▸ **GIVEN PROBLEM**
Return the complete listing that follows, with each line reproduced exactly.

▸ **PROVIDED MATERIAL**
******************************
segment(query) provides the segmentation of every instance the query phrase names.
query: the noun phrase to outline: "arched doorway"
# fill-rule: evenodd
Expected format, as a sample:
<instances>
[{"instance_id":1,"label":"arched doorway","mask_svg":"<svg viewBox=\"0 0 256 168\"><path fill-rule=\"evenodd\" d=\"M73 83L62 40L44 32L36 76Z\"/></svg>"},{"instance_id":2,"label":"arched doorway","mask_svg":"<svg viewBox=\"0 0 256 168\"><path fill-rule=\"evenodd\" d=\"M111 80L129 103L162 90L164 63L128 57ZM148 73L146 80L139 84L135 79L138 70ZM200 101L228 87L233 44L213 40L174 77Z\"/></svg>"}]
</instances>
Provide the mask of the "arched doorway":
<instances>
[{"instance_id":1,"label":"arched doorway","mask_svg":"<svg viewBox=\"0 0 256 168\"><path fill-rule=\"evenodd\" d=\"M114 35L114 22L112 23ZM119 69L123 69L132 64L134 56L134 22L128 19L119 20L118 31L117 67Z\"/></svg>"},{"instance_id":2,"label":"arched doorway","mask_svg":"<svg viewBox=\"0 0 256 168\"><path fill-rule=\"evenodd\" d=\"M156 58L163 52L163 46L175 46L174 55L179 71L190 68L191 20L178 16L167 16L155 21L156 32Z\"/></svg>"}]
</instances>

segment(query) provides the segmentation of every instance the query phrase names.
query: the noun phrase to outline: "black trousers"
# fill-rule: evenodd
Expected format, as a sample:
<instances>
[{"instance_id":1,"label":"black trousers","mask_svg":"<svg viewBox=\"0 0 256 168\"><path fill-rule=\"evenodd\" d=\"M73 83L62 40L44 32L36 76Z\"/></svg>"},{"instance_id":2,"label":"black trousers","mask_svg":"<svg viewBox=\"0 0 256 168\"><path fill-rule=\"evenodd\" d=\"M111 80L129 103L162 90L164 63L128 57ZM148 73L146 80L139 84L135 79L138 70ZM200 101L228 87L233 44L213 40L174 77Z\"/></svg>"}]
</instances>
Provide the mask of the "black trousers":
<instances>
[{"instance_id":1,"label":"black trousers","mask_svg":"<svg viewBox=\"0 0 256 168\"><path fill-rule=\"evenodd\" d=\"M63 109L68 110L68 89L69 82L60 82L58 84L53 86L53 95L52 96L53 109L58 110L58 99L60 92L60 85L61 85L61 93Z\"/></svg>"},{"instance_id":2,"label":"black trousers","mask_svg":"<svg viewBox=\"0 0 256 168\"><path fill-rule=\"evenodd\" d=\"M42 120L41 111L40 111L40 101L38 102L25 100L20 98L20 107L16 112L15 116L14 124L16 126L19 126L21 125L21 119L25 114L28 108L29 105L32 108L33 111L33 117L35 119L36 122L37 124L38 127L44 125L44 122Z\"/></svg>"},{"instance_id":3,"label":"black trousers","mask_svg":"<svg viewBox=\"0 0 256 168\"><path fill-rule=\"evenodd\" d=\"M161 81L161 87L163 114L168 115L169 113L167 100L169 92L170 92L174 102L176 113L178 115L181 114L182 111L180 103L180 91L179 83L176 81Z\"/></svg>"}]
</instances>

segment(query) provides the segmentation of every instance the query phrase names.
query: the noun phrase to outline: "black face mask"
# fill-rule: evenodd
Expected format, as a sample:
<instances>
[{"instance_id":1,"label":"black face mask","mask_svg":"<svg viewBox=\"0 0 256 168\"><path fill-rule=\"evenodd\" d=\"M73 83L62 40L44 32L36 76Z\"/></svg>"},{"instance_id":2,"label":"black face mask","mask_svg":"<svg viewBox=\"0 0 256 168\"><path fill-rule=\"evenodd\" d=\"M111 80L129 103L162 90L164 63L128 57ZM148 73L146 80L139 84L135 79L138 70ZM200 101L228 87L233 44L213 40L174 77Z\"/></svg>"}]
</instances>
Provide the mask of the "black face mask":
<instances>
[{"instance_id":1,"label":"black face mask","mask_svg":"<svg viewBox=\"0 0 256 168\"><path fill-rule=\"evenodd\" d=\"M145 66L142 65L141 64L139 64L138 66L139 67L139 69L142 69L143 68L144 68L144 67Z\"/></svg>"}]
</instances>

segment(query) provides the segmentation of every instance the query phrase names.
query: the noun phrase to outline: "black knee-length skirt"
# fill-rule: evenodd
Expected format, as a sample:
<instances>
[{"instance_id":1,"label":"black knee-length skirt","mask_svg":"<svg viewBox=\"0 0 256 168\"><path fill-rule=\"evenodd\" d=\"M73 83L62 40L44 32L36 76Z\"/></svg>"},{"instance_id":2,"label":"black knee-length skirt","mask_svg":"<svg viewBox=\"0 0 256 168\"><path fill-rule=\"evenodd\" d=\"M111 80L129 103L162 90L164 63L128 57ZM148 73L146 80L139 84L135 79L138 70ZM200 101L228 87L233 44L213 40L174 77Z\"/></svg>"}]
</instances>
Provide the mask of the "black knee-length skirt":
******************************
▸ **ANSWER**
segment(query) provides the segmentation of every instance the query phrase names.
query: the noun phrase to outline: "arched doorway"
# fill-rule: evenodd
Expected format, as a sample:
<instances>
[{"instance_id":1,"label":"arched doorway","mask_svg":"<svg viewBox=\"0 0 256 168\"><path fill-rule=\"evenodd\" d=\"M73 83L62 40L44 32L36 76Z\"/></svg>"},{"instance_id":2,"label":"arched doorway","mask_svg":"<svg viewBox=\"0 0 256 168\"><path fill-rule=\"evenodd\" d=\"M111 80L129 103L162 90L164 63L128 57ZM148 73L146 80L139 84L135 79L138 70ZM200 101L228 87L233 44L213 40L174 77Z\"/></svg>"}]
</instances>
Provide the mask of the "arched doorway":
<instances>
[{"instance_id":1,"label":"arched doorway","mask_svg":"<svg viewBox=\"0 0 256 168\"><path fill-rule=\"evenodd\" d=\"M114 35L114 22L112 23ZM119 69L123 69L132 64L134 56L134 22L128 19L119 20L118 31L117 67Z\"/></svg>"},{"instance_id":2,"label":"arched doorway","mask_svg":"<svg viewBox=\"0 0 256 168\"><path fill-rule=\"evenodd\" d=\"M156 58L163 52L163 46L175 46L174 55L179 71L190 68L191 20L178 16L167 16L155 21L156 32Z\"/></svg>"}]
</instances>

segment(query) provides the segmentation of every instance the query phrase names.
query: the noun phrase to outline: "black trousers"
# fill-rule: evenodd
Expected format, as a sample:
<instances>
[{"instance_id":1,"label":"black trousers","mask_svg":"<svg viewBox=\"0 0 256 168\"><path fill-rule=\"evenodd\" d=\"M73 83L62 40L44 32L36 76Z\"/></svg>"},{"instance_id":2,"label":"black trousers","mask_svg":"<svg viewBox=\"0 0 256 168\"><path fill-rule=\"evenodd\" d=\"M111 80L129 103L162 90L164 63L128 57ZM148 73L146 80L139 84L135 79L138 70ZM200 101L228 87L233 44L213 40L174 77Z\"/></svg>"}]
</instances>
Provide the mask of the "black trousers":
<instances>
[{"instance_id":1,"label":"black trousers","mask_svg":"<svg viewBox=\"0 0 256 168\"><path fill-rule=\"evenodd\" d=\"M63 109L68 110L68 89L69 82L60 82L58 84L53 86L53 95L52 96L53 109L58 110L58 99L60 92L60 85L61 85L61 93Z\"/></svg>"},{"instance_id":2,"label":"black trousers","mask_svg":"<svg viewBox=\"0 0 256 168\"><path fill-rule=\"evenodd\" d=\"M42 120L41 111L40 111L40 101L38 102L25 100L20 98L20 107L16 112L15 116L14 124L16 126L19 126L21 125L21 119L25 114L28 108L29 105L32 108L33 111L33 117L35 119L36 122L37 124L38 127L44 125L44 122Z\"/></svg>"},{"instance_id":3,"label":"black trousers","mask_svg":"<svg viewBox=\"0 0 256 168\"><path fill-rule=\"evenodd\" d=\"M161 81L161 87L163 114L168 115L169 113L167 100L169 92L170 92L174 102L176 113L178 115L181 114L182 111L180 103L180 91L179 83L176 81Z\"/></svg>"}]
</instances>

segment(query) provides the segmentation of every instance the query phrase names.
query: the noun phrase to outline: "black face mask"
# fill-rule: evenodd
Expected format, as a sample:
<instances>
[{"instance_id":1,"label":"black face mask","mask_svg":"<svg viewBox=\"0 0 256 168\"><path fill-rule=\"evenodd\" d=\"M73 83L62 40L44 32L36 76Z\"/></svg>"},{"instance_id":2,"label":"black face mask","mask_svg":"<svg viewBox=\"0 0 256 168\"><path fill-rule=\"evenodd\" d=\"M111 80L129 103L162 90L164 63L128 57ZM148 73L146 80L139 84L135 79L138 70ZM200 101L228 87L233 44L213 40L174 77Z\"/></svg>"}]
</instances>
Provide the mask of the "black face mask":
<instances>
[{"instance_id":1,"label":"black face mask","mask_svg":"<svg viewBox=\"0 0 256 168\"><path fill-rule=\"evenodd\" d=\"M145 66L142 65L141 64L139 64L138 66L139 67L139 69L142 69L143 68L144 68L144 67Z\"/></svg>"}]
</instances>

segment(query) provides the segmentation of every instance the query phrase names.
query: the noun phrase to outline: "black knee-length skirt"
# fill-rule: evenodd
Expected format, as a sample:
<instances>
[{"instance_id":1,"label":"black knee-length skirt","mask_svg":"<svg viewBox=\"0 0 256 168\"><path fill-rule=\"evenodd\" d=\"M73 83L62 40L44 32L36 76Z\"/></svg>"},{"instance_id":2,"label":"black knee-length skirt","mask_svg":"<svg viewBox=\"0 0 256 168\"><path fill-rule=\"evenodd\" d=\"M111 80L129 103L162 90L164 63L128 57ZM148 73L146 80L139 84L135 79L138 70ZM200 101L228 87L233 44L213 40L174 77Z\"/></svg>"}]
</instances>
Provide the mask of the "black knee-length skirt":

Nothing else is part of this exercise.